● **Set exercise**: Pick out each line of the records below that contains the string "girl", and copy those lines. Case counts.

● **Materials provided**:
*****

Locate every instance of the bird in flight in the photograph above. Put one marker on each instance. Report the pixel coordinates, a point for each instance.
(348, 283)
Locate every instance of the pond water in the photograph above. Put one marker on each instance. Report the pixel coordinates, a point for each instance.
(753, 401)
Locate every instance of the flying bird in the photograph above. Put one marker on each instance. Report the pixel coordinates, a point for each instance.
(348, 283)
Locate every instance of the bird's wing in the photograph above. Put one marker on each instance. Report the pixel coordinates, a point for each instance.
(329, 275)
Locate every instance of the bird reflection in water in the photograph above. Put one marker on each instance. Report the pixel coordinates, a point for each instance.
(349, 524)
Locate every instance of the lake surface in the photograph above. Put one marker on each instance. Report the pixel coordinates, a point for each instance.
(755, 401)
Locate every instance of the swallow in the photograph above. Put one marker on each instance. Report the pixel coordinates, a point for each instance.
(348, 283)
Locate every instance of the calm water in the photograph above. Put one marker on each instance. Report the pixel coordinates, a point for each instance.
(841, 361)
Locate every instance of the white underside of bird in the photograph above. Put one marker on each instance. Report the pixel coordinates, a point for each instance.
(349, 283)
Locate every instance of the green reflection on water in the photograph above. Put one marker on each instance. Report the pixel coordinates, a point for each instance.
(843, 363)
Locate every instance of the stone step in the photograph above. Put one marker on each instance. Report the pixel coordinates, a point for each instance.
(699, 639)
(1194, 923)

*****

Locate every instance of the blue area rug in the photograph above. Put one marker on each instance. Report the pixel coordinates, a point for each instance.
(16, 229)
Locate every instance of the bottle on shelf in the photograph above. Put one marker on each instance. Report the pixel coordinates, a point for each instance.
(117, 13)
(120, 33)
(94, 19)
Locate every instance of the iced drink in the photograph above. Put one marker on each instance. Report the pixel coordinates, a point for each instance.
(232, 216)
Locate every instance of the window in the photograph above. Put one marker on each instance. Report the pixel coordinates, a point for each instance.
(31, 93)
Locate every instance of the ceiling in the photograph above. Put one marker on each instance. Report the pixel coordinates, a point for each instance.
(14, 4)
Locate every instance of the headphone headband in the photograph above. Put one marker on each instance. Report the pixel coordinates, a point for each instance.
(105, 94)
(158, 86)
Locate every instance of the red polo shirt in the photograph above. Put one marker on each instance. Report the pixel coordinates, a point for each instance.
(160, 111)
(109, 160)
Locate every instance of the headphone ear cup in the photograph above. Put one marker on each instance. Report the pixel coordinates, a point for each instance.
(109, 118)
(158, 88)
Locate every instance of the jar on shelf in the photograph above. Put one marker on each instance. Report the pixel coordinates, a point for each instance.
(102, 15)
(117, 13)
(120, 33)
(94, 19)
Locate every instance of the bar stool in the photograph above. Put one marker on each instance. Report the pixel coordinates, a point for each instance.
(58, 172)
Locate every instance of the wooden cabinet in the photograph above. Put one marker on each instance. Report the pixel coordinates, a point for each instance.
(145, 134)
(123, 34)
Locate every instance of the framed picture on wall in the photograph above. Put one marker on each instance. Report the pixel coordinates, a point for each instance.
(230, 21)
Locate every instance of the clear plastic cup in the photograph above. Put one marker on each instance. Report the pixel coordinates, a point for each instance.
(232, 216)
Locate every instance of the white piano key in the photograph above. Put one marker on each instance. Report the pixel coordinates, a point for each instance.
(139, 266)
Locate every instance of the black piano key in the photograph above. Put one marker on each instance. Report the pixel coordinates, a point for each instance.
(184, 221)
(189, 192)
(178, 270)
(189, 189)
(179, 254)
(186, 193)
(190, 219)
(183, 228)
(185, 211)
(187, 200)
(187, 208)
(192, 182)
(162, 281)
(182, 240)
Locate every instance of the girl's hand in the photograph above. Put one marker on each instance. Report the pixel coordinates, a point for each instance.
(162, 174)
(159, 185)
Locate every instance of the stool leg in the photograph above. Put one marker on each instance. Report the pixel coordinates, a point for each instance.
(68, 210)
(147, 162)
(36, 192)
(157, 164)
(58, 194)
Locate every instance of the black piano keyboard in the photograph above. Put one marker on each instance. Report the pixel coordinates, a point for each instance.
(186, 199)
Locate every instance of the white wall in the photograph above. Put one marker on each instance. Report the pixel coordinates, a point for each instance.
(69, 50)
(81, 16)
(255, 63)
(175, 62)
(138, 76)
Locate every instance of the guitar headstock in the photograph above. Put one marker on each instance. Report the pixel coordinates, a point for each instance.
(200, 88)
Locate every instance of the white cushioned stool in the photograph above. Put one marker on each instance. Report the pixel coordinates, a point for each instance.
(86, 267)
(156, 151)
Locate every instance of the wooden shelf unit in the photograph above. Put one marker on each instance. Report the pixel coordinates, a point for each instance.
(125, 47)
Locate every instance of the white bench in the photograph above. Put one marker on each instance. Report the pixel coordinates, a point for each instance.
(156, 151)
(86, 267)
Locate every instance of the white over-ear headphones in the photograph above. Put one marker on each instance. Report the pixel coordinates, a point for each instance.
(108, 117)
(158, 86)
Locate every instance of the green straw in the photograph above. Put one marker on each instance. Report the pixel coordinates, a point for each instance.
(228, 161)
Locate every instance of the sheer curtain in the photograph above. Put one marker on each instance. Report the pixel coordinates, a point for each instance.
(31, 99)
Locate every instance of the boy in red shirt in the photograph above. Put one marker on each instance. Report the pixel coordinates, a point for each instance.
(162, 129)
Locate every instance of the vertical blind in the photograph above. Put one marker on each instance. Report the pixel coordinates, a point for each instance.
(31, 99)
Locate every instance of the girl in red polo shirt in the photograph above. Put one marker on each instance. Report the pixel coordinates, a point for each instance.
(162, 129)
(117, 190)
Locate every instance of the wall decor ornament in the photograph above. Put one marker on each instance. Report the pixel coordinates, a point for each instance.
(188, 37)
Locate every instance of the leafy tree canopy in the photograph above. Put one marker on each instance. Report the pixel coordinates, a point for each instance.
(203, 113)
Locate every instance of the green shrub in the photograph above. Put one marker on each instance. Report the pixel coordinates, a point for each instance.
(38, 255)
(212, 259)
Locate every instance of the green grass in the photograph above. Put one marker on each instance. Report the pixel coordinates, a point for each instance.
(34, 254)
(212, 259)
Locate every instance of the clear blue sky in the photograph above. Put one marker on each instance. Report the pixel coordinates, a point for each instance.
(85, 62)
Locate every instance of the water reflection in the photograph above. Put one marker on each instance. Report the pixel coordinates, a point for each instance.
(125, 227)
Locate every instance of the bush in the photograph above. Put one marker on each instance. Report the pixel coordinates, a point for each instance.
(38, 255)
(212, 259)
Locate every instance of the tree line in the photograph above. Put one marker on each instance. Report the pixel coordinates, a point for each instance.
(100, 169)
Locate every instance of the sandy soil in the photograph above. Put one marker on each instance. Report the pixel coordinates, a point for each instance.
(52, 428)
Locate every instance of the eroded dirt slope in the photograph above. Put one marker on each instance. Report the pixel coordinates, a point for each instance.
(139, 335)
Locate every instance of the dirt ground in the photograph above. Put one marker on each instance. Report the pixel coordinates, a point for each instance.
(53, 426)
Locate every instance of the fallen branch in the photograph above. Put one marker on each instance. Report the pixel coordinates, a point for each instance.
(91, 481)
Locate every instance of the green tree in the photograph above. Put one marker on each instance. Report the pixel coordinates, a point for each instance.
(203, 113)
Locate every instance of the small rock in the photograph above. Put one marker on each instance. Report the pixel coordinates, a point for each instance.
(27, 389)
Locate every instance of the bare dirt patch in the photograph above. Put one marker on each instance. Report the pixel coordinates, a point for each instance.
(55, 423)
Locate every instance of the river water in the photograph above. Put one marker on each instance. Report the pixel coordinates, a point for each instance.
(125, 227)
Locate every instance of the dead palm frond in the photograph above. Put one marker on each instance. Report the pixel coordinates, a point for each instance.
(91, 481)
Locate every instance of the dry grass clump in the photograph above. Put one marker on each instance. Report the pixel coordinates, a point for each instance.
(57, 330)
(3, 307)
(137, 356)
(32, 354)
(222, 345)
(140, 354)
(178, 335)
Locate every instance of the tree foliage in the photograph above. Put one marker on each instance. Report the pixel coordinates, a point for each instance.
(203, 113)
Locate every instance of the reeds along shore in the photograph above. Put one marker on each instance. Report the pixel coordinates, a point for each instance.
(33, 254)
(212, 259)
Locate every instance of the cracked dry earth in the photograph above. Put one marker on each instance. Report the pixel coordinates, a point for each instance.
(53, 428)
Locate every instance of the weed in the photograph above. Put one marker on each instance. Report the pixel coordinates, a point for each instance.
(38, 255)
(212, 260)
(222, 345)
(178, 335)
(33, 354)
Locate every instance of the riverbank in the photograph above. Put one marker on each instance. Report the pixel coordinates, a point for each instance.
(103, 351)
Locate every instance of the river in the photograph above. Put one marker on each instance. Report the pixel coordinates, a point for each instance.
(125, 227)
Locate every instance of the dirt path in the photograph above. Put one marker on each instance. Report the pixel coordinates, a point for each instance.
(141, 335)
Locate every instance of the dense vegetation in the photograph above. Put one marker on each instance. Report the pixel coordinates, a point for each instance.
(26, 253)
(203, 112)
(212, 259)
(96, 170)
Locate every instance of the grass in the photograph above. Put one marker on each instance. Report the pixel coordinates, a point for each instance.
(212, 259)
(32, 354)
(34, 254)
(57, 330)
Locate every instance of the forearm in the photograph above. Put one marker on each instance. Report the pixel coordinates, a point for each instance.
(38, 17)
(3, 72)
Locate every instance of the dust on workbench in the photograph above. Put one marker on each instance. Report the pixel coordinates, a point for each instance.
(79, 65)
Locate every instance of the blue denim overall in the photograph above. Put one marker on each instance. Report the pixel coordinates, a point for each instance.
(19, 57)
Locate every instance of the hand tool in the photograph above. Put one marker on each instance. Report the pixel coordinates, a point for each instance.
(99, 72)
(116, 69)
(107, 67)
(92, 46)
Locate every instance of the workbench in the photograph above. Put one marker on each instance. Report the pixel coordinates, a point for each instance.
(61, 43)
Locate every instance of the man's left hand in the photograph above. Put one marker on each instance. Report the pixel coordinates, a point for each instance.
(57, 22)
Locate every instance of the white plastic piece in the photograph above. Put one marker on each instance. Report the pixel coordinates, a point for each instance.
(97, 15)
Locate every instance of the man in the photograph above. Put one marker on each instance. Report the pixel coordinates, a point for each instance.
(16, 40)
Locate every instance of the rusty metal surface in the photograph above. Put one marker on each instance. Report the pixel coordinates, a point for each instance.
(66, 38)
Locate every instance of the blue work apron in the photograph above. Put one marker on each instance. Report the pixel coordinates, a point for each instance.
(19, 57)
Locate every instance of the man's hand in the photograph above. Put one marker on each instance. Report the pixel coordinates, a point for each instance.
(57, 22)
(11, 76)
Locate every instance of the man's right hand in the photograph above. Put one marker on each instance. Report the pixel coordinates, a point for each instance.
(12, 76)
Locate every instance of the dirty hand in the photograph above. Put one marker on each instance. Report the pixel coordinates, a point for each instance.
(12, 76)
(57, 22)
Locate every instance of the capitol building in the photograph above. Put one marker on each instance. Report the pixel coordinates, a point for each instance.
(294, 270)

*****

● **Exercise output**:
Locate every instance of the girl's hand in the photograph above. Put one marker on each instance. Report the pixel coordinates, a point for each instance.
Locate every instance of the girl in red polo shirt in the photograph above. Put one marker on each instance. Report the pixel coordinates, a point for each instance.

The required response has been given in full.